DATA EXTRACT →
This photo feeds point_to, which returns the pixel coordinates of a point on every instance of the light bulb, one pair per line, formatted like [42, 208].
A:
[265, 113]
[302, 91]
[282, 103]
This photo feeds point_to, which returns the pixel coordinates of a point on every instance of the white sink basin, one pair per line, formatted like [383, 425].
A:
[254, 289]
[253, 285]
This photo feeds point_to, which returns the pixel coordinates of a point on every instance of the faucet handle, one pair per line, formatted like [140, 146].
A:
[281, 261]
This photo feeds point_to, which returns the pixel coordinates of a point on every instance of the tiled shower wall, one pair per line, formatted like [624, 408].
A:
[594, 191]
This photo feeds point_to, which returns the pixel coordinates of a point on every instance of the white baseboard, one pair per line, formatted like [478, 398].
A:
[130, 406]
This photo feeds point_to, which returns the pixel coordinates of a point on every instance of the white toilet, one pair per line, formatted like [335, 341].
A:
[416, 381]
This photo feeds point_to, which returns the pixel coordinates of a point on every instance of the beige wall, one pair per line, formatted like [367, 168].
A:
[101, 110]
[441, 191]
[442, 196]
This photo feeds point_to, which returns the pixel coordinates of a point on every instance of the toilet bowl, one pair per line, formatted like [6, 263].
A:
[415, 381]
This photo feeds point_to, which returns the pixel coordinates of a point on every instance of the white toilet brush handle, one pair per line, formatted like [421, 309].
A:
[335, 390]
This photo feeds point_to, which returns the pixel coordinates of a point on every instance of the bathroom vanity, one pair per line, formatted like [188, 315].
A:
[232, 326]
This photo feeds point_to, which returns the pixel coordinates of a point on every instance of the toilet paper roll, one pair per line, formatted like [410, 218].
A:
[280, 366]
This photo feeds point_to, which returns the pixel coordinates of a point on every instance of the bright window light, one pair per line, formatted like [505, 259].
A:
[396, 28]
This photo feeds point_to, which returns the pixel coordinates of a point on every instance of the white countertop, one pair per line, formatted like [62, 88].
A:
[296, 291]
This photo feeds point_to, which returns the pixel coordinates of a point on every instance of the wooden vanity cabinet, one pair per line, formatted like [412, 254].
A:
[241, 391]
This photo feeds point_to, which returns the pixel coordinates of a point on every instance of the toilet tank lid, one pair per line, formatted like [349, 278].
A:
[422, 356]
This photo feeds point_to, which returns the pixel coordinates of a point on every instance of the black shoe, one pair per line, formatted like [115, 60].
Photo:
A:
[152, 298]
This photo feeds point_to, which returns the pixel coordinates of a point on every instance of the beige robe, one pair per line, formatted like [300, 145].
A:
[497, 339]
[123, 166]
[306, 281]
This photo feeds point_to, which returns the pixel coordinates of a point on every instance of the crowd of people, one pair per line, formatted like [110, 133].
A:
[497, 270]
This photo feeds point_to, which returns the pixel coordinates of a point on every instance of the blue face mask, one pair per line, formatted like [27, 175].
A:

WHAT TO WORK ON → Write out all of the records above word for word, changing nothing.

REPLY →
This photo feeds point_to, which returns the pixel coordinates of a point on every instance of the light bulb, one pair per line, formatted like [42, 208].
A:
[265, 113]
[302, 91]
[282, 103]
This photo feeds point_to, which returns the pixel coordinates of a point on every instance of the white sink basin, one pair per line, formatted like [383, 425].
A:
[254, 289]
[253, 285]
This photo feeds point_to, which returns the pixel coordinates of a point on every instance of the faucet handle, one pair per line, formatted like [140, 146].
A:
[281, 261]
This photo feeds point_to, which returns the pixel coordinates of a point on every instance of the tiled shower wall, one pair per line, formatted like [624, 408].
A:
[594, 191]
This photo feeds point_to, which returns the pixel coordinates of a point on every instance of the white baseboard, one pair per line, formatted like [478, 398].
A:
[130, 406]
This photo feeds point_to, which returns the pixel coordinates of a point on every instance of the white toilet, one pair per line, formatted like [335, 341].
A:
[416, 381]
This photo feeds point_to, which returns the pixel coordinates of a point on every instance of the beige wall, one pair per line, formatted like [367, 168].
A:
[101, 110]
[441, 191]
[442, 196]
This photo feeds point_to, which returns the pixel coordinates of a point on every instance of the toilet bowl, one pair per line, formatted like [6, 263].
A:
[415, 381]
This photo feeds point_to, which returns the pixel coordinates of a point on every instance of the white toilet brush handle, one pair per line, formatted like [421, 309].
A:
[335, 390]
This photo feeds point_to, which returns the pixel coordinates of a point on every instance of the bathroom vanity, one pair per line, formatted like [188, 315].
A:
[232, 326]
This photo feeds point_to, which returns the pixel coordinates of a point on every instance of the toilet paper roll, one pair per line, formatted like [410, 218].
A:
[280, 366]
This photo feeds point_to, which returns the pixel coordinates of a point on every instance of the bright window light, one pair per line, formatted like [505, 259].
A:
[396, 28]
This photo feeds point_to, which returns the pixel coordinates of a point on every instance of the white countertop, one pair per line, formatted like [62, 88].
A:
[296, 291]
This photo feeds point_to, which returns the pixel coordinates of a point on every instance of the wooden vanity cabinet, one pair per line, formatted like [412, 254].
A:
[241, 391]
This photo feeds point_to, which returns the pixel coordinates of a point on every instance of the toilet tank lid, one pair per line, formatted like [349, 278].
A:
[422, 356]
This photo feeds point_to, which returns the pixel coordinates of a point on every instance of the black shoe, one pair per line, formatted like [115, 60].
Photo:
A:
[152, 298]
This photo feeds point_to, which returns the pixel coordinates of a point on every instance of the beige robe, one pair per line, formatted like [300, 145].
A:
[497, 339]
[123, 166]
[306, 281]
This photo feeds point_to, which returns the pixel coordinates of a point on every instance of the crowd of people, one pair per line, formatted like [110, 133].
A:
[497, 270]
This photo feeds point_to, which returns the pixel coordinates of a point on every instance of the blue face mask, one pair per line, formatted like [27, 175].
A:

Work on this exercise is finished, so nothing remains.